MATERIAL PROVIDED:
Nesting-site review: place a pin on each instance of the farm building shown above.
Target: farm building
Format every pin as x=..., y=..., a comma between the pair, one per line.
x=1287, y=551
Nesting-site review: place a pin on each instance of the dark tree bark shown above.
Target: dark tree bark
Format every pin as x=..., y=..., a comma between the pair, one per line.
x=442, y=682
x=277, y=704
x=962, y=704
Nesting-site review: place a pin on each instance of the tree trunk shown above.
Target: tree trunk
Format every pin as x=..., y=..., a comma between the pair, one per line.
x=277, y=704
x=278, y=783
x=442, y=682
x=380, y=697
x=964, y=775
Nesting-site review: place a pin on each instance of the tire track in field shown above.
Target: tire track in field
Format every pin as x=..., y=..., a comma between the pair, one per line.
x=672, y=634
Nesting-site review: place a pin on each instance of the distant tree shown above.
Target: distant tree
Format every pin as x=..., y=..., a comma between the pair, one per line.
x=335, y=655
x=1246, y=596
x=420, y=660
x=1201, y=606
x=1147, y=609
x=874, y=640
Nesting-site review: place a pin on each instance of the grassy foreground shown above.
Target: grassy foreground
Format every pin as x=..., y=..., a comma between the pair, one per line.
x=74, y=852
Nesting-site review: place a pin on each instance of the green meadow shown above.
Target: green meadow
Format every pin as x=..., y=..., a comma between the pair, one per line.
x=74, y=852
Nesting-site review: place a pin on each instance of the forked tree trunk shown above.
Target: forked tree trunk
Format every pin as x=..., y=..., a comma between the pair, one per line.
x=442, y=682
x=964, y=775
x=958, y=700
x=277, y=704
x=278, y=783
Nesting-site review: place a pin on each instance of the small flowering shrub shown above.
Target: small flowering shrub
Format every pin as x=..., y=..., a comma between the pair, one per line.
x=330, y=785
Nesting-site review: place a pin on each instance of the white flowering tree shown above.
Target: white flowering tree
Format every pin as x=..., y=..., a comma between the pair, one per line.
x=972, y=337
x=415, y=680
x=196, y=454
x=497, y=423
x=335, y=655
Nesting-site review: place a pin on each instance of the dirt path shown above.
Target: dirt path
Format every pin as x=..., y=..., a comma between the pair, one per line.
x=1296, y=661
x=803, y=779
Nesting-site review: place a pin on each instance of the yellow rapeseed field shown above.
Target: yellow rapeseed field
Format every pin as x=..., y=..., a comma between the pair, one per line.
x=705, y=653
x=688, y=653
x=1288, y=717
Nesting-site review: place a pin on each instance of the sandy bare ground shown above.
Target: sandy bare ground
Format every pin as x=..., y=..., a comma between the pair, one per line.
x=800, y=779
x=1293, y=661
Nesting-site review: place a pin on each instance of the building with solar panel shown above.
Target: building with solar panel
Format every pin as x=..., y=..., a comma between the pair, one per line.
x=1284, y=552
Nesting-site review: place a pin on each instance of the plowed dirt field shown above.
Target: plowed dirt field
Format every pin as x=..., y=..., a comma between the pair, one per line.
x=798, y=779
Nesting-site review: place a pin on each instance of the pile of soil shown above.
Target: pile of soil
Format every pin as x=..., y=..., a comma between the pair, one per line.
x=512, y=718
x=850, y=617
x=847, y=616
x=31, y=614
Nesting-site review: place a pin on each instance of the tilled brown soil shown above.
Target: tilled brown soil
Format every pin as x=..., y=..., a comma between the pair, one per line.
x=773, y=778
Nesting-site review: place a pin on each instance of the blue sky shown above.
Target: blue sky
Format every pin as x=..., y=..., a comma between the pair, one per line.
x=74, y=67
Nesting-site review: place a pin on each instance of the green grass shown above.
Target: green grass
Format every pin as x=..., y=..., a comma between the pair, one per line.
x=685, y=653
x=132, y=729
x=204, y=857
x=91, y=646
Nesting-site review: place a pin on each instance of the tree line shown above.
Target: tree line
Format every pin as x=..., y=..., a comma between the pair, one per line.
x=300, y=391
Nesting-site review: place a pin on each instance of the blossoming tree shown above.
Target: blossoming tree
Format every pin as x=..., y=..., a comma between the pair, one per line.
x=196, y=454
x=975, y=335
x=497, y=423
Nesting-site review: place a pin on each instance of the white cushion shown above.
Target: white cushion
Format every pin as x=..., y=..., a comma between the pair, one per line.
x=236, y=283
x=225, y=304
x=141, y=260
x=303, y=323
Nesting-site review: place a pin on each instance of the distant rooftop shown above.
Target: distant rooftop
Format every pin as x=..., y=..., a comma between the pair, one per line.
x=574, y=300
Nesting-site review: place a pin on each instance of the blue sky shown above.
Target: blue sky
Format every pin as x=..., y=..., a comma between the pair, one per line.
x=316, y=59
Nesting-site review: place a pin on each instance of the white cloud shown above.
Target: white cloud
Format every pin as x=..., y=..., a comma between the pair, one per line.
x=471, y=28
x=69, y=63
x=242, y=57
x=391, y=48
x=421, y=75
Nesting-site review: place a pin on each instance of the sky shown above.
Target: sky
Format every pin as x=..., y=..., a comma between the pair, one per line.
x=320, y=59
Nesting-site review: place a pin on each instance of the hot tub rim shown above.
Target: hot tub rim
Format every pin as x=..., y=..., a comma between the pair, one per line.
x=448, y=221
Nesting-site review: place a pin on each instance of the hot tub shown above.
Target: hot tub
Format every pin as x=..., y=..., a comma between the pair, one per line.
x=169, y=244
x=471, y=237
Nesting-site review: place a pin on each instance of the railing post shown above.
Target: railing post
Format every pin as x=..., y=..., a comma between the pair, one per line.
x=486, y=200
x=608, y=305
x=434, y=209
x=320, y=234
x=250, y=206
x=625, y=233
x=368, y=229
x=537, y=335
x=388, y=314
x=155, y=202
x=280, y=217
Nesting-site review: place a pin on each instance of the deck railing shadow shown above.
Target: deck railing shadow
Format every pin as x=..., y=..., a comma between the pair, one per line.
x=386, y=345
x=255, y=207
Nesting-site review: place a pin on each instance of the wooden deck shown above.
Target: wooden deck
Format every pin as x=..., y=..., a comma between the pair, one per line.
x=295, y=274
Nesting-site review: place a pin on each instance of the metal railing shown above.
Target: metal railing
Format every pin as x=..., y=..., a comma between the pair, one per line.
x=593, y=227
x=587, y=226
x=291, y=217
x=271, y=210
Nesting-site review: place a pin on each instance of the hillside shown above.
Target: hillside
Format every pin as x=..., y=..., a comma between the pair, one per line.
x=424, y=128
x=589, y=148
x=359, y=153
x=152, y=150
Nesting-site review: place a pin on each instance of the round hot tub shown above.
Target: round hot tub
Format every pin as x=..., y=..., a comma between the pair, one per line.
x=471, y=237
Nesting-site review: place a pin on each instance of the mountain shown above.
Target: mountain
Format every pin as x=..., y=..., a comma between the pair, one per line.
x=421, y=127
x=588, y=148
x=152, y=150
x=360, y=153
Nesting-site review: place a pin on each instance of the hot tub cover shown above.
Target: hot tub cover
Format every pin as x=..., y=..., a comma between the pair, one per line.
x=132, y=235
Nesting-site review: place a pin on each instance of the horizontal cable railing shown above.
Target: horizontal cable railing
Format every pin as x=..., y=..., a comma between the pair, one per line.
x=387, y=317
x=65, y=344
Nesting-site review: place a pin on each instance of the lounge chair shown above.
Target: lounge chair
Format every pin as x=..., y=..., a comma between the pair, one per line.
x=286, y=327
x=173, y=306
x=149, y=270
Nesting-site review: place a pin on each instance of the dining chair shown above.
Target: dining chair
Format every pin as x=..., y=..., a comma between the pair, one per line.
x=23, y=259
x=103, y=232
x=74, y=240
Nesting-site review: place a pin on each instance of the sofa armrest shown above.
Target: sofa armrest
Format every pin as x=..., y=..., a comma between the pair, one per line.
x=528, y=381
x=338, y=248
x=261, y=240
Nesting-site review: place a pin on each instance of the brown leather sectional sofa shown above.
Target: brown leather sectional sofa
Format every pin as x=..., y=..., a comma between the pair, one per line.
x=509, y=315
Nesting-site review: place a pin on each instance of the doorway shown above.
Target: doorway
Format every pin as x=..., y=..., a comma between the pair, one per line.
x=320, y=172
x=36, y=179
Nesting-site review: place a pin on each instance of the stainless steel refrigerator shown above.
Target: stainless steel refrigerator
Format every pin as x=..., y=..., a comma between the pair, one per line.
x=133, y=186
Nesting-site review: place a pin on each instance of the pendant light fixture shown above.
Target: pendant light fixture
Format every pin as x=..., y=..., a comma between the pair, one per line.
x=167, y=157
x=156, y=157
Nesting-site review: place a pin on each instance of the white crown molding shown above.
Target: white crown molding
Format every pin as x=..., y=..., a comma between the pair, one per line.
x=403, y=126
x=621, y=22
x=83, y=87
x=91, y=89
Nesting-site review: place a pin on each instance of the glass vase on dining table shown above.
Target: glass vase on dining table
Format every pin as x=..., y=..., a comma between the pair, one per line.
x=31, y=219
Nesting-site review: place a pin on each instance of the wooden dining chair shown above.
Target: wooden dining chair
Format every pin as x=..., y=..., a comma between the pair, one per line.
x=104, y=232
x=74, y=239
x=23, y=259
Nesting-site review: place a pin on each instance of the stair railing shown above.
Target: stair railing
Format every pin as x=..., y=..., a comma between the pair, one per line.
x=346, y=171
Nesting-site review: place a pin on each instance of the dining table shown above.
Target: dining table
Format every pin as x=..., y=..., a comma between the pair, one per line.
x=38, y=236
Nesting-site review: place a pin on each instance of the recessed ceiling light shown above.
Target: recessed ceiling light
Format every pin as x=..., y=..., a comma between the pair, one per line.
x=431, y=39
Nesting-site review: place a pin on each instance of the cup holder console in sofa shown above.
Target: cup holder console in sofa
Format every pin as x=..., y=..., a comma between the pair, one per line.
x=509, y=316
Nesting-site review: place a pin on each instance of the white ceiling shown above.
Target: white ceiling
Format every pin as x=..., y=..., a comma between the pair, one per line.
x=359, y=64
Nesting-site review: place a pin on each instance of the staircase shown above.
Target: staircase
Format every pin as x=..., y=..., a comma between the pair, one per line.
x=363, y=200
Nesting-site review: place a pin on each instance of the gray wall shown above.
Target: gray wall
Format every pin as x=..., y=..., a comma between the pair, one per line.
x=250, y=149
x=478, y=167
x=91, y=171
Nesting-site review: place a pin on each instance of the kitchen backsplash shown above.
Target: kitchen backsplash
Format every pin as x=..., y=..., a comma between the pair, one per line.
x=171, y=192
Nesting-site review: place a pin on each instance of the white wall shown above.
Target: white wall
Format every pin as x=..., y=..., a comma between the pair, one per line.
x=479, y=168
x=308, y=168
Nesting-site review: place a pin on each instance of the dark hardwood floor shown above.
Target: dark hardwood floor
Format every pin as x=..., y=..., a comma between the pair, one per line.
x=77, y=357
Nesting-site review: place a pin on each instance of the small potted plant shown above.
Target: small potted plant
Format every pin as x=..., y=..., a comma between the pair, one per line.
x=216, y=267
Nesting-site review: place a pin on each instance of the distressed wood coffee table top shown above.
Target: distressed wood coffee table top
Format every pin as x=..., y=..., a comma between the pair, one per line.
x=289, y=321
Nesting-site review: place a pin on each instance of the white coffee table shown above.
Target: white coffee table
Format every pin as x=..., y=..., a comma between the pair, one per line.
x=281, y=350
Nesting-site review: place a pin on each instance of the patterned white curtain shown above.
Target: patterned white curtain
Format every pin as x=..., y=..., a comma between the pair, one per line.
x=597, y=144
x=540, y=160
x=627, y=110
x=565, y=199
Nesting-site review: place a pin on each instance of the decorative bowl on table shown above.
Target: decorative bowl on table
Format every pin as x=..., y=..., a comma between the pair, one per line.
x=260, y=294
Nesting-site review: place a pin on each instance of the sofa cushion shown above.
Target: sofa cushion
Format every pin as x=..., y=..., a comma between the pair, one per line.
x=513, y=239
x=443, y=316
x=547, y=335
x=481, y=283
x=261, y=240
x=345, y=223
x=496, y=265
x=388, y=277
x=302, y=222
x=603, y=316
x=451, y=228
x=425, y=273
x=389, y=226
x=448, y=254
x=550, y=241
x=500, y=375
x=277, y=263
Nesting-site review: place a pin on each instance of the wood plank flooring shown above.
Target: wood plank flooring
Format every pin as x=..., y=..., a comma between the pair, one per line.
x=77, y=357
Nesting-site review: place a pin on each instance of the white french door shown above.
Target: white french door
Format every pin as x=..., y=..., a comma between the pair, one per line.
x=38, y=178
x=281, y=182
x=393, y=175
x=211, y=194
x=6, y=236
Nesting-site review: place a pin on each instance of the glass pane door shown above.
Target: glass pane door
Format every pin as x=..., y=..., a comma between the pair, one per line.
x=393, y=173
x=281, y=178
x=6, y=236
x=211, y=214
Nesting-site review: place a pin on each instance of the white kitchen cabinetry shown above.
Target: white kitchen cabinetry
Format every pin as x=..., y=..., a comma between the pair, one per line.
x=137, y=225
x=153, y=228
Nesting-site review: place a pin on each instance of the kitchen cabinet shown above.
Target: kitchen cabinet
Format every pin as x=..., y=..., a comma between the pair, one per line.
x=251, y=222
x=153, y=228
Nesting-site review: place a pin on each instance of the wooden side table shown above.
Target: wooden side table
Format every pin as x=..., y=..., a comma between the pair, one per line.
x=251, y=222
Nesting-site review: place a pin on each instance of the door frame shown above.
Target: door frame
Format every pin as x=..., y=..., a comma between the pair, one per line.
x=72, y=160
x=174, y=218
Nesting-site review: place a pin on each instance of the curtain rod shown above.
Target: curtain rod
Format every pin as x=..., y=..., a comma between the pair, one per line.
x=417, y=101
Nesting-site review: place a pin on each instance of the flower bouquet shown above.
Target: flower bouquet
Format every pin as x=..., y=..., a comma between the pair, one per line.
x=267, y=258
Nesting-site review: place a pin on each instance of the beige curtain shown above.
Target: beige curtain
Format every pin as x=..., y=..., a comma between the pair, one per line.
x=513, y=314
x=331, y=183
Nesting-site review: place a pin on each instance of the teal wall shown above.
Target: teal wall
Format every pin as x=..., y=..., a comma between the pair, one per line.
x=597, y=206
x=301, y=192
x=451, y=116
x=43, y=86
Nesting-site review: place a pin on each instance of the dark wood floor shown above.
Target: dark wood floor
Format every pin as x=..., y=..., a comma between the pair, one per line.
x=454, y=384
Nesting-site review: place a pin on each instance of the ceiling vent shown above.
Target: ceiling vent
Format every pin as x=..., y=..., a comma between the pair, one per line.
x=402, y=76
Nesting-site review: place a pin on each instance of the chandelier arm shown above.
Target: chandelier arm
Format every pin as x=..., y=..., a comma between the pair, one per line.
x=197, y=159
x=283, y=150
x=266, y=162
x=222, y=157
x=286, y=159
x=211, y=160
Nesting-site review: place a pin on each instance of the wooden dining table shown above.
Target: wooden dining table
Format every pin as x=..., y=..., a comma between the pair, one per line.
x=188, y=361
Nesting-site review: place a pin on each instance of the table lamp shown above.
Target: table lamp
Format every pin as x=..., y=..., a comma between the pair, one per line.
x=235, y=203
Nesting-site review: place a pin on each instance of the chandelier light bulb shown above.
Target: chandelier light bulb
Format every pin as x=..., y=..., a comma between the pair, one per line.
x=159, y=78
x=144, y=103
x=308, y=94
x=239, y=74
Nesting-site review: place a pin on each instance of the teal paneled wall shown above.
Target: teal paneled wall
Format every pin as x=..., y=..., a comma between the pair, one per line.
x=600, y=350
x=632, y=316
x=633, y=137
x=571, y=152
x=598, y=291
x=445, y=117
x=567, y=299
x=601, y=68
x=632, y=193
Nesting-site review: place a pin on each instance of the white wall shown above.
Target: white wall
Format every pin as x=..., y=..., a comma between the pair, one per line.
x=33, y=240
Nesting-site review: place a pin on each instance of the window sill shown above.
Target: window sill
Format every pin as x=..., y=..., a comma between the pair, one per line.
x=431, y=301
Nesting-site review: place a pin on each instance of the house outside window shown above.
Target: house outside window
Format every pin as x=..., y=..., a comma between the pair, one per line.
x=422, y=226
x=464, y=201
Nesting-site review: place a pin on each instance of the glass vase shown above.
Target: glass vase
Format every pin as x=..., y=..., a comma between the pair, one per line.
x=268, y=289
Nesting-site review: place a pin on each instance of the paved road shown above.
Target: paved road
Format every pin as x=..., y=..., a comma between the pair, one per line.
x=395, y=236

WHAT YOU SHOULD DO:
Lines after the one containing "bark shown above." are not wanted; repeat exactly each line above from the first up to and including it.

EXERCISE OUTPUT:
Nesting-site review: place a pin on each instance of the farm building shown above.
Target: farm building
Format every pin as x=..., y=..., a comma between the pair, one per line.
x=1287, y=551
Nesting-site review: place a pin on each instance of the dark tree bark shown above.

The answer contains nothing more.